Data to examine →
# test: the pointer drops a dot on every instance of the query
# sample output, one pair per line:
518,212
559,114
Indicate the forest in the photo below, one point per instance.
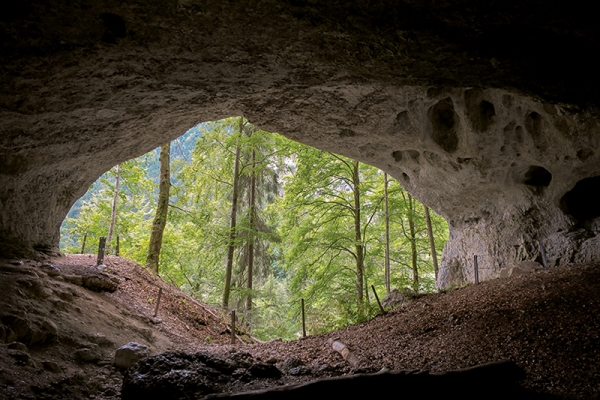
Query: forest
248,220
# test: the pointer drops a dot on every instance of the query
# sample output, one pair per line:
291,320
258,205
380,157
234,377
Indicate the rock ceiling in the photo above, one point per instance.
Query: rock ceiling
485,112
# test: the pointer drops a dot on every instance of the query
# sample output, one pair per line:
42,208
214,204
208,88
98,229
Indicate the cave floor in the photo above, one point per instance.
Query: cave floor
546,322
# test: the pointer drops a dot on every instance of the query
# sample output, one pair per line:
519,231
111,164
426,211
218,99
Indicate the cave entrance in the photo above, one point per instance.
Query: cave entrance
582,202
294,235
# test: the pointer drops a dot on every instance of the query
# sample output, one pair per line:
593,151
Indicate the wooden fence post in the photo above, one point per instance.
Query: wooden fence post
232,326
157,301
543,252
83,244
378,302
101,247
303,320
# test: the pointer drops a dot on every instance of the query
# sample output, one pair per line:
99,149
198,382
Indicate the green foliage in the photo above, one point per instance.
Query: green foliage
304,233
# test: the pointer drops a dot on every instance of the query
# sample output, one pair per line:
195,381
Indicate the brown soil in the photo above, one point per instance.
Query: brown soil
547,322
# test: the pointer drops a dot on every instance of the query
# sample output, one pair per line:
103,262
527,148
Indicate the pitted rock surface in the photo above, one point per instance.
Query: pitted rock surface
486,113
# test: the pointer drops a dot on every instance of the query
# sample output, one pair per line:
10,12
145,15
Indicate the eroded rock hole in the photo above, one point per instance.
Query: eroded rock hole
582,201
444,122
480,111
114,27
533,124
538,177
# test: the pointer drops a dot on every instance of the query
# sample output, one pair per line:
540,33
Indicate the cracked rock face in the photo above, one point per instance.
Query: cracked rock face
486,113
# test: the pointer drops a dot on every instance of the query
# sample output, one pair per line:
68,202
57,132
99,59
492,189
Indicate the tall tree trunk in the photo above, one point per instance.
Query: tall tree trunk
388,283
358,245
113,214
252,229
431,241
162,209
232,220
413,242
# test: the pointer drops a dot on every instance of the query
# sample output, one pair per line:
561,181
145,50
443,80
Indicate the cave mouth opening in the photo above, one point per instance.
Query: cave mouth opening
538,177
195,255
581,202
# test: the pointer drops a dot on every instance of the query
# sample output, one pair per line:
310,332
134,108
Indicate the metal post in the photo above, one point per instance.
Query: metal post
101,247
543,252
157,301
303,320
232,326
378,302
83,244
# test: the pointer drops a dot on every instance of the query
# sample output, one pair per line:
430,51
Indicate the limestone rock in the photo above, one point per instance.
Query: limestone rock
18,346
51,366
50,269
179,375
20,357
88,354
522,268
129,354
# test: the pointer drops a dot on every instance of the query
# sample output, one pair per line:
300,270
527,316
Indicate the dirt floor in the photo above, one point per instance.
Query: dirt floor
61,322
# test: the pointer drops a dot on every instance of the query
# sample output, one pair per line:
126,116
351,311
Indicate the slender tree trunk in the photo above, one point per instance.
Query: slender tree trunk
413,242
233,221
359,249
431,241
162,209
113,214
388,283
252,229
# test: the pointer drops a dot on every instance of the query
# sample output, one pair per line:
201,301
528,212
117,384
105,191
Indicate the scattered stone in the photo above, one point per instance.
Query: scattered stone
289,363
398,297
88,354
100,282
264,370
147,334
129,354
100,340
301,370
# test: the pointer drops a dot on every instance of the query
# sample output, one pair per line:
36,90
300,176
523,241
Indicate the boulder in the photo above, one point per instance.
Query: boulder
129,354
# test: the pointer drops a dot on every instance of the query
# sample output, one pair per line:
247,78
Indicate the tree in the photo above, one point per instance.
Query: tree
327,210
233,220
387,234
431,241
113,214
162,208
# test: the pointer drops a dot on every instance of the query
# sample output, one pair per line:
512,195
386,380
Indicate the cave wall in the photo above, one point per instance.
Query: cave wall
490,121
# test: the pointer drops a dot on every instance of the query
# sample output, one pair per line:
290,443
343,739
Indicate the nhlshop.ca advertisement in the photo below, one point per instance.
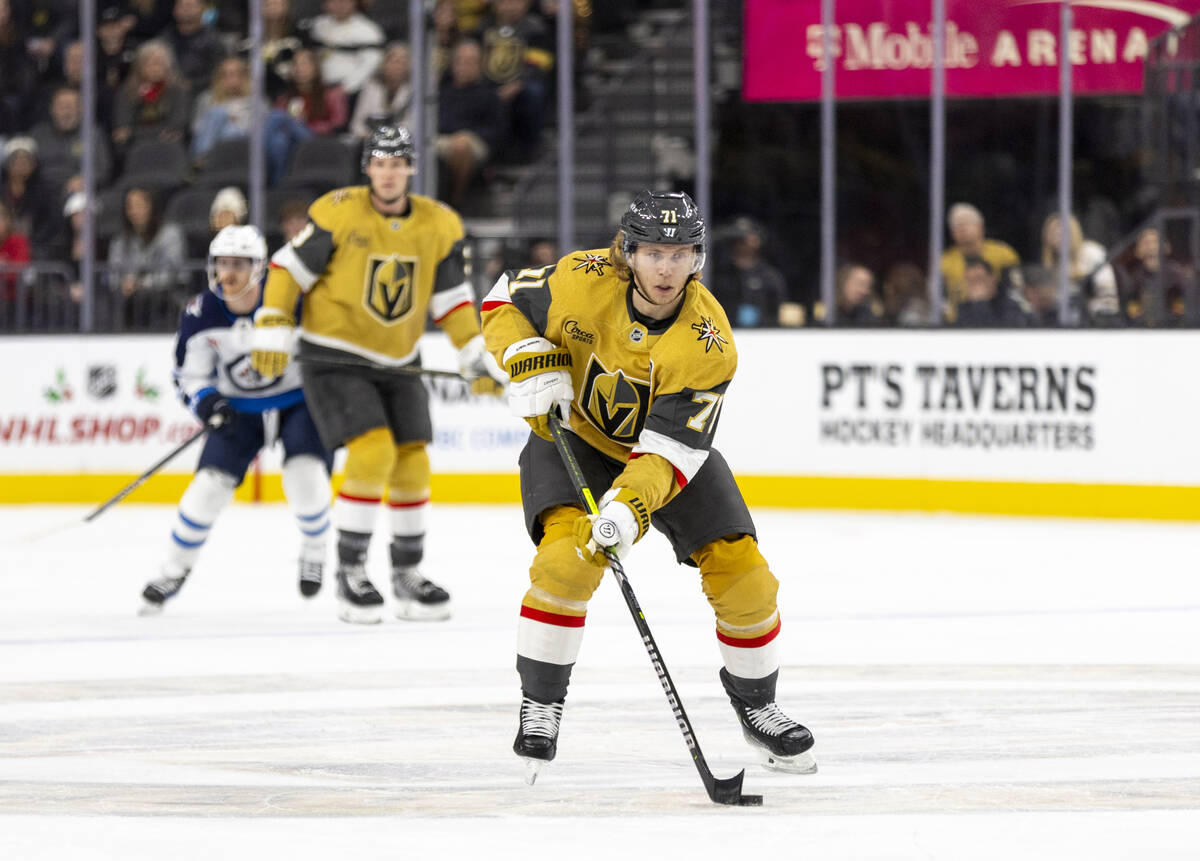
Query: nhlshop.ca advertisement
107,404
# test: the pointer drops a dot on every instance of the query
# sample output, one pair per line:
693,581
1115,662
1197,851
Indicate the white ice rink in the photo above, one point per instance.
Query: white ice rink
979,688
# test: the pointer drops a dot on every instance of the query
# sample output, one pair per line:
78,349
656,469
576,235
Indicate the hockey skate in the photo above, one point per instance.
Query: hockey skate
311,572
358,600
781,744
157,591
537,740
418,598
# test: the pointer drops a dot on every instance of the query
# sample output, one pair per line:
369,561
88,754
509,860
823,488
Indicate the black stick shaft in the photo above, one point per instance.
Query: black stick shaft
725,792
371,366
141,480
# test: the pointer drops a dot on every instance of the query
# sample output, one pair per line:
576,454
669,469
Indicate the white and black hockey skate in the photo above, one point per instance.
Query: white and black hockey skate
537,740
157,591
358,600
418,598
781,744
311,572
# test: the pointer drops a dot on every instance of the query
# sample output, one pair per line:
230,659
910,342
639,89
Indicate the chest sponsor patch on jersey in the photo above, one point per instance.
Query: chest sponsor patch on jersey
615,402
389,288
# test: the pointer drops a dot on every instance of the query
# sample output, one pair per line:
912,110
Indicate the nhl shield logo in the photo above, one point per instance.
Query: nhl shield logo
102,381
390,284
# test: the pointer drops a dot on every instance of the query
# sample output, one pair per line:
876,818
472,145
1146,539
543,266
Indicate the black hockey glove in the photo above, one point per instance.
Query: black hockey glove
216,411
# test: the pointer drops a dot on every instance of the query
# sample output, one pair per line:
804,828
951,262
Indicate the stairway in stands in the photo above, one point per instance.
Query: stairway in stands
636,132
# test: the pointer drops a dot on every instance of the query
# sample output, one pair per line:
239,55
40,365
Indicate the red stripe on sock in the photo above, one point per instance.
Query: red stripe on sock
751,643
407,505
552,618
369,500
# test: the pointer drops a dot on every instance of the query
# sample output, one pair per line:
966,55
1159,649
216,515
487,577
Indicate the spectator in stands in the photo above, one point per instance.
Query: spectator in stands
471,120
293,216
69,73
905,290
228,208
307,98
1141,277
147,258
984,303
75,214
33,208
114,56
52,24
388,96
13,256
1041,294
225,109
281,41
749,288
1091,277
351,44
967,232
855,297
519,54
60,146
151,104
17,76
447,32
197,46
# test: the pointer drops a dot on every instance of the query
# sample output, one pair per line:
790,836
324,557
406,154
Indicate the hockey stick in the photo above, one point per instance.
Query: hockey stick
142,479
723,792
46,531
373,366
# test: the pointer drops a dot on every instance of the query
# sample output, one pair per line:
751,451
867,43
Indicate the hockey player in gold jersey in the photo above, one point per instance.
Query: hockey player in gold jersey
635,355
371,263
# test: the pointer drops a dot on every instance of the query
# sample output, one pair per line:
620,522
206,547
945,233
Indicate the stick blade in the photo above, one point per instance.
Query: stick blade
729,792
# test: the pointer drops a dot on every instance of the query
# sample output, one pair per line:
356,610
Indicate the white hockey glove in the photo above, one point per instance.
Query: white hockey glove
478,366
622,522
539,380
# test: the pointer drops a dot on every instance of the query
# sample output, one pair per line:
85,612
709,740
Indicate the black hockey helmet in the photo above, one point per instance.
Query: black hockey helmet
389,142
667,218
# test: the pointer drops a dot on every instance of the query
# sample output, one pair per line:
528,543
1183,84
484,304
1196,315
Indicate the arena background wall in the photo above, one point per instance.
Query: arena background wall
1059,423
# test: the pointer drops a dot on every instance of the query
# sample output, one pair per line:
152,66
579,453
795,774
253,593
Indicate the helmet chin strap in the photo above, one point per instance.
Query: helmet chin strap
240,293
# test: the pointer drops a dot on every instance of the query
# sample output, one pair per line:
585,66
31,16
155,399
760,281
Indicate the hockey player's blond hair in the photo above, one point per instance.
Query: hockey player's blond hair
617,257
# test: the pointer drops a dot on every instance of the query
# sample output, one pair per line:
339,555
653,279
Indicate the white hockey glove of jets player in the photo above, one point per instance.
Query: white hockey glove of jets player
539,380
271,345
623,521
478,366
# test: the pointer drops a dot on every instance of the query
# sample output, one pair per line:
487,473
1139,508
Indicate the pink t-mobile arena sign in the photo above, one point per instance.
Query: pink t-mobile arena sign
883,48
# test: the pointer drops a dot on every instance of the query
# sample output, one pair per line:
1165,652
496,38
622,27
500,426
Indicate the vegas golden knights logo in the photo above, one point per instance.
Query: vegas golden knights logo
390,286
613,402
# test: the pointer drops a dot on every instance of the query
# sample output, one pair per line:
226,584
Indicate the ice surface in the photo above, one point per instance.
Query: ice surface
979,688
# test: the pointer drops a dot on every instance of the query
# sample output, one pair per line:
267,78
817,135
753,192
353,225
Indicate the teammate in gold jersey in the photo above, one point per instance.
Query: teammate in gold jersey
635,355
371,263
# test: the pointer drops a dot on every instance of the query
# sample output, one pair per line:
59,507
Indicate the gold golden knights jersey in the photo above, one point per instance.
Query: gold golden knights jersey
637,390
370,278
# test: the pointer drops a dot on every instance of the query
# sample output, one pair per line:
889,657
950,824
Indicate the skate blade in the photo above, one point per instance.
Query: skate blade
801,764
417,612
359,615
533,768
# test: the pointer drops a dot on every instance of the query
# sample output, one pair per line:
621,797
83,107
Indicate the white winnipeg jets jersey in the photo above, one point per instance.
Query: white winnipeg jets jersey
213,355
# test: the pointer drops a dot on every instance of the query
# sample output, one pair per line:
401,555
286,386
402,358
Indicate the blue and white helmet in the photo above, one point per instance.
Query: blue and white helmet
238,240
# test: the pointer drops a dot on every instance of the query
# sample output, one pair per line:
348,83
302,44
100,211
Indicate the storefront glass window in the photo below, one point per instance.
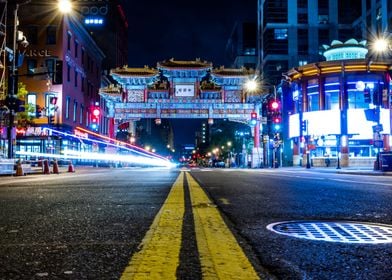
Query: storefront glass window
313,95
331,89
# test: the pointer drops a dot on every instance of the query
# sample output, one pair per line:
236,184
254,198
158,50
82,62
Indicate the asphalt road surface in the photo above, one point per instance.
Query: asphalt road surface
189,224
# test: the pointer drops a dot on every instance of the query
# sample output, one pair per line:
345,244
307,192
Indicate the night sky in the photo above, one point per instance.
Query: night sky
184,30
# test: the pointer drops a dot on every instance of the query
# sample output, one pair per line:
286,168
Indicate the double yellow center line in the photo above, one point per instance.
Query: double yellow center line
221,257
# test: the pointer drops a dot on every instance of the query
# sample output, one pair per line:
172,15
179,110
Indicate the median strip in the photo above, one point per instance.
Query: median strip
160,248
221,256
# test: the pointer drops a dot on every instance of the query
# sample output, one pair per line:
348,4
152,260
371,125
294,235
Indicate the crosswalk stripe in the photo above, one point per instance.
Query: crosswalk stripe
160,248
221,256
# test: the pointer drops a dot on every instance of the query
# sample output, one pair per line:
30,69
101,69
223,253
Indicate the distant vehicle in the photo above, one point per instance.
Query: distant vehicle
219,164
192,164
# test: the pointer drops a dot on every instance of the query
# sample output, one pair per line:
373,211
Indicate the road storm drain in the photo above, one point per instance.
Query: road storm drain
337,231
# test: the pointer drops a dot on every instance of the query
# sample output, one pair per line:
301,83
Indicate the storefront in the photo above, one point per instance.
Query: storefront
339,109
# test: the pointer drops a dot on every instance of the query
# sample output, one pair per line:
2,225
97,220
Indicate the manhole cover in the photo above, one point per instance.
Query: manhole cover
338,231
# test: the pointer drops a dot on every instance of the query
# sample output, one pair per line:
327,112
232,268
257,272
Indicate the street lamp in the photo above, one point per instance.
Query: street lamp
13,78
64,6
229,156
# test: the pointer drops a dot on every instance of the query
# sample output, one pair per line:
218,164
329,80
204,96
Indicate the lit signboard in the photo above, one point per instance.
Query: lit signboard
360,128
294,125
185,90
328,123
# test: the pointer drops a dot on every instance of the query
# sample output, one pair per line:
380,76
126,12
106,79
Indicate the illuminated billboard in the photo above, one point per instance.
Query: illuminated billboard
184,90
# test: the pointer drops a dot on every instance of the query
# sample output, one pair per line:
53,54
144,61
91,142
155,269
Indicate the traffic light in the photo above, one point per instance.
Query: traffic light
95,113
253,118
377,95
366,95
20,105
53,100
275,105
58,72
304,125
38,111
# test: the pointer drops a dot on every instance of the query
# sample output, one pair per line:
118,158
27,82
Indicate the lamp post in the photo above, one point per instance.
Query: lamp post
13,78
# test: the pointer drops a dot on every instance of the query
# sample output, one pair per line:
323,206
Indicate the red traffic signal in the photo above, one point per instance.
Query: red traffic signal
253,118
275,105
277,119
96,112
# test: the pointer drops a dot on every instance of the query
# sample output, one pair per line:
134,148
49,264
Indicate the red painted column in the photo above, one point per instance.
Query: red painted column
386,138
257,134
111,128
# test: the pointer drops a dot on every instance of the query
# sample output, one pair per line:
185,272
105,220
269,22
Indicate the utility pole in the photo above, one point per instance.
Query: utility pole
13,79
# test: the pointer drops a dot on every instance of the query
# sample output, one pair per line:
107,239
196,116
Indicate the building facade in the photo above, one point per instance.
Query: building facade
291,32
339,110
62,74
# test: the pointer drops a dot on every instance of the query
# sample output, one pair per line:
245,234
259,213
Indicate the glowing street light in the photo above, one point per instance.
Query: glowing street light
251,85
380,45
65,6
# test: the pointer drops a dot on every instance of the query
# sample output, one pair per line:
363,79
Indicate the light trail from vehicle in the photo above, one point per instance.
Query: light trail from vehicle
134,154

Problem to solve → Copy out every line of the data in which the word "below" is found.

Result of this exercise →
Indicate the forest in the photo below, one point per instance.
Indicate the nhlshop.ca advertisement in the photo below, one point per instance.
Indicate the storefront glass window in the photo below, one point per instance.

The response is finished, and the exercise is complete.